The task:
Could you transcribe every record below exactly as it stands?

Records provided:

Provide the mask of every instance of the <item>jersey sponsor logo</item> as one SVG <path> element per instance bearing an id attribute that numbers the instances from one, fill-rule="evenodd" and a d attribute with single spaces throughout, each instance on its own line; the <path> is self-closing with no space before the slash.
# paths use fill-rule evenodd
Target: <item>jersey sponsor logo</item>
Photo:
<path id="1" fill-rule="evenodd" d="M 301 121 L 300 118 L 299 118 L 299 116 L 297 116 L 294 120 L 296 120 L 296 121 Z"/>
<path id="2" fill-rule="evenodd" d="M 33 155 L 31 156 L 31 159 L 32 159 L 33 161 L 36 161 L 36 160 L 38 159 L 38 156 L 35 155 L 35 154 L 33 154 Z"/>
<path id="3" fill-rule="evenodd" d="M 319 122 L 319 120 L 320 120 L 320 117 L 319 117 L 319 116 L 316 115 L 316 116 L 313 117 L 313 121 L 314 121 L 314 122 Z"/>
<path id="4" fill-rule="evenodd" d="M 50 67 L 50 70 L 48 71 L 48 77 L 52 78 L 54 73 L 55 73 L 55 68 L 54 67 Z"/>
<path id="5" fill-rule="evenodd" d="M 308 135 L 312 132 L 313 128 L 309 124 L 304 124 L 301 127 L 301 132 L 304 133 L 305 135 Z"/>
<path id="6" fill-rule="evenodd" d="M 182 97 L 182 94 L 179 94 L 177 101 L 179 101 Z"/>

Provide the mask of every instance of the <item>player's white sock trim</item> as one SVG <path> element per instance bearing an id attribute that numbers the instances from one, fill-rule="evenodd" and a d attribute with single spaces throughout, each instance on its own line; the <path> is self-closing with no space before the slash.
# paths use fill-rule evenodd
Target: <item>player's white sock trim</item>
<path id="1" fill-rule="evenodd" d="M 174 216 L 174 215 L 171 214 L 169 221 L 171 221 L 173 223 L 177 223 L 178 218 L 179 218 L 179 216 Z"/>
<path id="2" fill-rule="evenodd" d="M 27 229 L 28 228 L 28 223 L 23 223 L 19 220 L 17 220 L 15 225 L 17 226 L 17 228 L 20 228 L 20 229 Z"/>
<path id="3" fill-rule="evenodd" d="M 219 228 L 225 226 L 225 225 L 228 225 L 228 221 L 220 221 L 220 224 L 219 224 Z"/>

Answer for the task:
Provide the mask of every instance of the <item>jersey sponsor logo</item> as one SVG <path> element per instance bearing an id attribute that numbers the instances from one, fill-rule="evenodd" and a d attribute with single spaces throughout, each instance on its own line; the <path> is self-closing with no space before the slash.
# paths use fill-rule evenodd
Target: <item>jersey sponsor logo</item>
Photo:
<path id="1" fill-rule="evenodd" d="M 301 121 L 300 118 L 299 118 L 299 116 L 297 116 L 294 120 L 296 120 L 296 121 Z"/>
<path id="2" fill-rule="evenodd" d="M 33 155 L 31 156 L 31 159 L 32 159 L 33 161 L 36 161 L 36 160 L 38 159 L 38 156 L 35 155 L 35 154 L 33 154 Z"/>
<path id="3" fill-rule="evenodd" d="M 319 122 L 319 120 L 320 120 L 320 117 L 319 117 L 319 116 L 316 115 L 316 116 L 313 117 L 313 121 L 314 121 L 314 122 Z"/>
<path id="4" fill-rule="evenodd" d="M 50 67 L 50 70 L 48 71 L 48 77 L 52 78 L 54 73 L 55 73 L 55 68 L 54 67 Z"/>
<path id="5" fill-rule="evenodd" d="M 308 135 L 312 132 L 313 128 L 309 124 L 304 124 L 301 127 L 301 132 L 304 133 L 305 135 Z"/>
<path id="6" fill-rule="evenodd" d="M 182 97 L 182 94 L 179 94 L 177 101 L 179 101 Z"/>

Provide the mask of every instance of the <item>player's white sock trim</item> as one SVG <path> element per instance bearing an id attribute that numbers the instances from one, fill-rule="evenodd" and a d attribute with single spaces throughout, each instance on its own line; the <path> is self-closing with no space before the slash.
# paths use fill-rule evenodd
Target: <item>player's white sock trim</item>
<path id="1" fill-rule="evenodd" d="M 174 216 L 174 215 L 171 214 L 169 221 L 171 221 L 173 223 L 177 223 L 178 218 L 179 218 L 179 216 Z"/>
<path id="2" fill-rule="evenodd" d="M 27 229 L 28 228 L 28 223 L 23 223 L 19 220 L 17 220 L 15 225 L 17 226 L 17 228 L 20 228 L 20 229 Z"/>
<path id="3" fill-rule="evenodd" d="M 219 228 L 225 226 L 225 225 L 228 225 L 228 221 L 220 221 L 220 224 L 219 224 Z"/>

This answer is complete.